[DOCUMENT]
# # # # #

Wat vindt eiseres in beroep?
3. Het bestreden besluit is in strijd met het zorgvuldigheids- en motiveringsbeginsel, omdat in bezwaar ten onrechte geen inhoudelijke beoordeling heeft plaatsgevonden. Verweerder had op grond van de omstandigheden toepassing moeten geven aan de hardheidsclausule en alsnog studiefinanciering moeten toekennen aan eiseres. Ook is eiseres ten onrechte niet gehoord en zijn de stukken in bezwaar niet verstrekt.
Wat is het oordeel van de rechtbank?
4. Eiseres heeft op 30 oktober 2023 studiefinanciering aangevraagd voor de periode november 2023 tot en met december 2024. Deze aanvraag is bij bericht van 9 november 2023 afgewezen. Bij besluit van 15 april 2024 is het bezwaar tegen dit besluit ongegrond verklaard. Het beroep is ongegrond verklaard bij uitspraak van 14 februari 2025 [3] .

# # # # #

[OPDRACHT] Zet de uitspraak over de afgewezen studiefinanciering voort na de laatste zin. De records komen uit een andere bron dan het document.

# # # # #

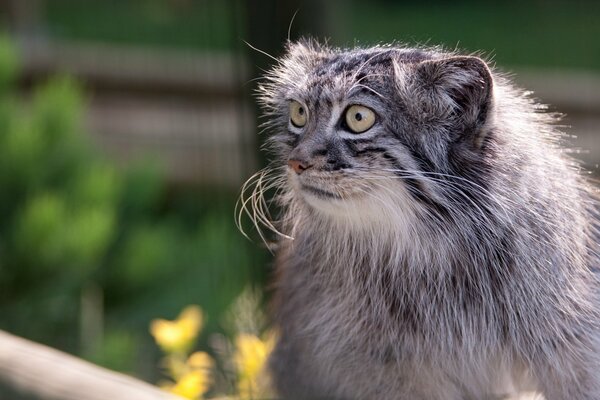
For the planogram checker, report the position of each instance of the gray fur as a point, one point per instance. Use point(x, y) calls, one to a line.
point(446, 253)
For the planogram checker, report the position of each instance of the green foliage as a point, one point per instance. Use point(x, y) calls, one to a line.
point(70, 219)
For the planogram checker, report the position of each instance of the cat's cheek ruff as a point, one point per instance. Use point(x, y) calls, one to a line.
point(389, 206)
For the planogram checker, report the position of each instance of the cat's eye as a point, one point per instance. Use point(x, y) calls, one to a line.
point(298, 114)
point(359, 118)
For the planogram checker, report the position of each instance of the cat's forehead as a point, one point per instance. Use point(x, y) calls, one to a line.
point(333, 74)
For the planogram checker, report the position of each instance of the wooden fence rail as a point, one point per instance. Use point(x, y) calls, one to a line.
point(39, 372)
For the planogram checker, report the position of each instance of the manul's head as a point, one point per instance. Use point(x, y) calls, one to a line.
point(369, 134)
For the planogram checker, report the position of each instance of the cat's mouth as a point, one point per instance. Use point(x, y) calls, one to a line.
point(322, 193)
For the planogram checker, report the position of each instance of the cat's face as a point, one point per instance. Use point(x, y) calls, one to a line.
point(363, 128)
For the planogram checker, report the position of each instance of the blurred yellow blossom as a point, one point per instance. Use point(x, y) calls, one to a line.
point(179, 335)
point(200, 360)
point(193, 384)
point(251, 354)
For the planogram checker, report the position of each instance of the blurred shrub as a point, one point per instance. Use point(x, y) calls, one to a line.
point(70, 220)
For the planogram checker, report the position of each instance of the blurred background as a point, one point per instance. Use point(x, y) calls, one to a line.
point(127, 128)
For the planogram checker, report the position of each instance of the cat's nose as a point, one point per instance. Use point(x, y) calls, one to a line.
point(299, 166)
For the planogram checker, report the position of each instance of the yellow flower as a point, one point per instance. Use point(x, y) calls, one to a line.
point(193, 384)
point(179, 335)
point(200, 360)
point(250, 358)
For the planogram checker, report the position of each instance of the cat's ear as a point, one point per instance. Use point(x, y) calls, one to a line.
point(461, 87)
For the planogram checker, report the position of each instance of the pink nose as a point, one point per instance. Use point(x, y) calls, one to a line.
point(298, 166)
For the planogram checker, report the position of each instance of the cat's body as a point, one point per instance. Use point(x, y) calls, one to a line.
point(445, 252)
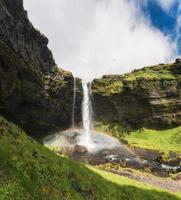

# # # # #

[ANTWOORD]
Eiseres heeft op 9 augustus 2024 opnieuw studiefinanciering aangevraagd. Blijkens het aanvraagformulier ziet deze aanvraag op de periode vanaf 1 oktober 2023. Deze aanvraag is met het primaire besluit inhoudelijk beoordeeld en afgewezen. In het bestreden besluit heeft verweerder het bezwaar van eiseres niet inhoudelijk heeft beoordeeld, maar artikel 4:6 van de Awb [4] toegepast en geoordeeld dat geen sprake is van nieuwe feiten en omstandigheden. Verweerder verwijst naar het besluit van 15 april 2024 en oordeelt dat dit in stand blijft.
4.1.
De rechtbank is van oordeel dat verweerder ten onrechte artikel 4:6 Awb heeft toegepast, nu bij de huidige aanvraag studiefinanciering met een eerdere begindatum is aangevraagd, 1 oktober 2023, dan in de eerste aanvraag. Er is dan ook geen sprake van een herhaalde aanvraag. Reeds hierom is het beroep gegrond. De rechtbank ziet evenwel aanleiding om de rechtsgevolgen van het bestreden besluit in stand te laten, gelet op het volgende.
4.2.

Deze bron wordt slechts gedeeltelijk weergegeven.